Start ENTRIES PROVIDED

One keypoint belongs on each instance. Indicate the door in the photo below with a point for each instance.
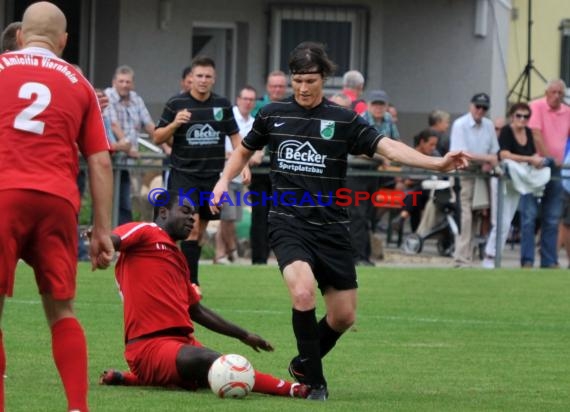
(218, 43)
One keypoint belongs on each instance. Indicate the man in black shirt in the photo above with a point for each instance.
(195, 123)
(309, 139)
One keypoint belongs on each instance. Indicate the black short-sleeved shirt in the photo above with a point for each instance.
(308, 151)
(199, 145)
(507, 141)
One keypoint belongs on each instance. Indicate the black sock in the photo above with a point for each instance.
(192, 251)
(307, 333)
(327, 336)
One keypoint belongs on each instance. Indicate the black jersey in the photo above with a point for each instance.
(199, 146)
(308, 151)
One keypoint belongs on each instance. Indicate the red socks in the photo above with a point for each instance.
(70, 356)
(270, 385)
(2, 371)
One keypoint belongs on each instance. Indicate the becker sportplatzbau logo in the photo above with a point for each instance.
(294, 156)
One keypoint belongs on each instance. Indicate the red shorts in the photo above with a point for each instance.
(41, 229)
(154, 360)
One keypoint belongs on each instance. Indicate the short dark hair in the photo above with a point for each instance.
(203, 61)
(424, 136)
(519, 106)
(247, 87)
(167, 199)
(186, 71)
(310, 57)
(437, 116)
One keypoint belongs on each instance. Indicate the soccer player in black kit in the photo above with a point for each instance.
(309, 139)
(195, 123)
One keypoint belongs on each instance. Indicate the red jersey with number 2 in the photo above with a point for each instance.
(152, 275)
(48, 111)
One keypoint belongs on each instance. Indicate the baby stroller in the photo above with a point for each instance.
(438, 219)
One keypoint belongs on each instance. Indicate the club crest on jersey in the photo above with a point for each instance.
(327, 129)
(296, 156)
(218, 113)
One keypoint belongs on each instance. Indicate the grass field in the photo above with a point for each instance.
(427, 339)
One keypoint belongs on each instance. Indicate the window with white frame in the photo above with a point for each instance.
(341, 29)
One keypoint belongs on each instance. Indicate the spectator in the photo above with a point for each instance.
(39, 198)
(394, 112)
(474, 134)
(311, 243)
(276, 87)
(342, 100)
(550, 124)
(425, 143)
(439, 122)
(196, 124)
(259, 241)
(128, 117)
(353, 87)
(378, 116)
(160, 306)
(363, 214)
(9, 39)
(226, 236)
(499, 123)
(186, 80)
(516, 145)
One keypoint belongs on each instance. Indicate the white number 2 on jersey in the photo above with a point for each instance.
(24, 121)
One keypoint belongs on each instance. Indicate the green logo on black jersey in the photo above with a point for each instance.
(327, 129)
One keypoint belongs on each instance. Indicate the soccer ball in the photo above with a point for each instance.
(231, 376)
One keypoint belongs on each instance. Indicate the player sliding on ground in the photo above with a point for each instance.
(160, 304)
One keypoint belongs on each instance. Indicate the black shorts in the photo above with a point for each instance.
(327, 249)
(198, 190)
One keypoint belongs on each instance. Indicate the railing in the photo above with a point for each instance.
(153, 161)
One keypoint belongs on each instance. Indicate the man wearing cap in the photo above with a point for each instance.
(474, 134)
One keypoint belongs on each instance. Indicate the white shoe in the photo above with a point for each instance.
(222, 261)
(488, 263)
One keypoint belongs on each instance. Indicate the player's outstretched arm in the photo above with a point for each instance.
(101, 184)
(399, 152)
(237, 161)
(211, 320)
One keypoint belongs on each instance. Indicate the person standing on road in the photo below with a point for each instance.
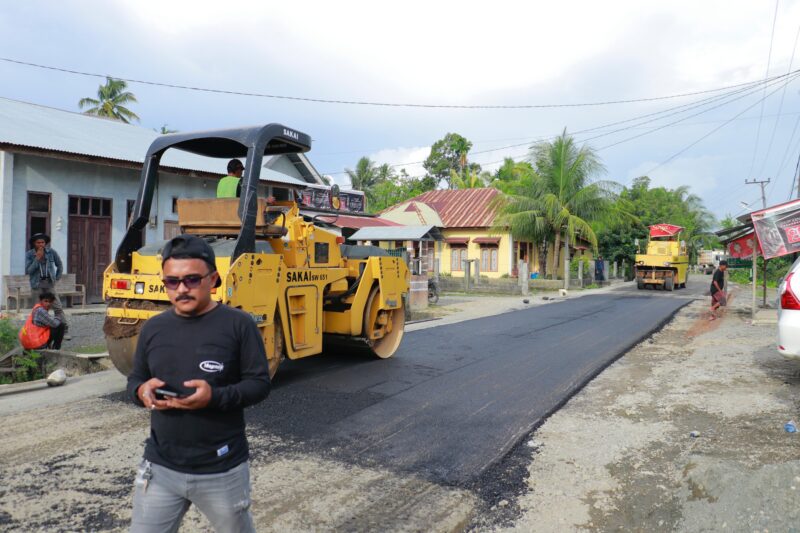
(44, 268)
(718, 296)
(212, 358)
(231, 185)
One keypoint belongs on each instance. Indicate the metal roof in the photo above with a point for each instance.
(34, 126)
(461, 208)
(397, 233)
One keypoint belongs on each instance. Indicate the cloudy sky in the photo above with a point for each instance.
(448, 53)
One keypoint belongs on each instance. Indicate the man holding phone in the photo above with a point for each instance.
(197, 366)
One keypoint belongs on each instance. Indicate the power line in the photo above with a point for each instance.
(780, 107)
(367, 102)
(714, 130)
(769, 59)
(752, 88)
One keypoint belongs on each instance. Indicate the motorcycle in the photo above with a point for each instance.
(433, 291)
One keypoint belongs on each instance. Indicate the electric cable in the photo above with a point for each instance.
(368, 102)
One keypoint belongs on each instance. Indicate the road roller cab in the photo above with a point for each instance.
(292, 274)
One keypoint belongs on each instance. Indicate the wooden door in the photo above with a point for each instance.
(89, 242)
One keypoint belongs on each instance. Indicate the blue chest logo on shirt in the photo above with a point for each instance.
(211, 366)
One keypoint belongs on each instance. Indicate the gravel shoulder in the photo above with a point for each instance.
(620, 455)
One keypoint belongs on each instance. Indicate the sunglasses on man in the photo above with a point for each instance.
(192, 281)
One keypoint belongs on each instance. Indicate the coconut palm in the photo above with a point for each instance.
(110, 101)
(562, 200)
(469, 179)
(365, 176)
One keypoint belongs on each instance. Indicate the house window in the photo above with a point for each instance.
(38, 213)
(457, 257)
(89, 207)
(488, 259)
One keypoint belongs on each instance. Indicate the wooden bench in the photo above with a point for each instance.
(19, 287)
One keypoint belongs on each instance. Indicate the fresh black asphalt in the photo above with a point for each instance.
(454, 399)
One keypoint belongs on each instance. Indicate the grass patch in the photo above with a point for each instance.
(93, 348)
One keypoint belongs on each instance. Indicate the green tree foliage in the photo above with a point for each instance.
(657, 205)
(560, 199)
(110, 102)
(469, 179)
(447, 154)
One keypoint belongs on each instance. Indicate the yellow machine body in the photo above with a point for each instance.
(300, 290)
(664, 266)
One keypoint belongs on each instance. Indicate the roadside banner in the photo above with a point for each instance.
(742, 248)
(664, 230)
(778, 229)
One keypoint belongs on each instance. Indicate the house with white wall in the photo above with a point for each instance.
(76, 177)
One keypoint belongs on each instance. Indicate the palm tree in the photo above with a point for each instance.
(365, 176)
(110, 101)
(469, 179)
(461, 146)
(562, 200)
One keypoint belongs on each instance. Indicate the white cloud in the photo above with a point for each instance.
(409, 159)
(700, 173)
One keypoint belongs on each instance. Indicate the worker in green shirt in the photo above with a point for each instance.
(231, 185)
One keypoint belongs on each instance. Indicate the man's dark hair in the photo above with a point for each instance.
(47, 295)
(234, 165)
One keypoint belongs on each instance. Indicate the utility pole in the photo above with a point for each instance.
(763, 184)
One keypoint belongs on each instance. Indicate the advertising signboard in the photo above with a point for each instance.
(778, 229)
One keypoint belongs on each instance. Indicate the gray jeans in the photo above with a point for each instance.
(162, 496)
(58, 309)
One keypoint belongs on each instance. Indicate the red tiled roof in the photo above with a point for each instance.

End ENTRIES PROVIDED

• **PROMPT**:
Reproduce the stretch from the line containing "One keypoint belongs on each instance. Indicate the utility" through the end of the items, with the requests included, and rescale every coordinate in the answers by multiplying it by 1.3 and rounding to a whole number, with halves rounded up.

• **FINAL ANSWER**:
One keypoint belongs on each instance. Indicate the utility pole in the photo above with a point for each instance.
(992, 239)
One keypoint belongs on each instance. Indicate the advertising signboard in the photo above with a point for each instance.
(1011, 298)
One keypoint belongs on each instance. Indicate the gray jeans in the photo above with a point for each instance.
(211, 645)
(75, 402)
One keypoint belongs on each instance. Indicate the red tiled roof in the photo above with a point for each instance.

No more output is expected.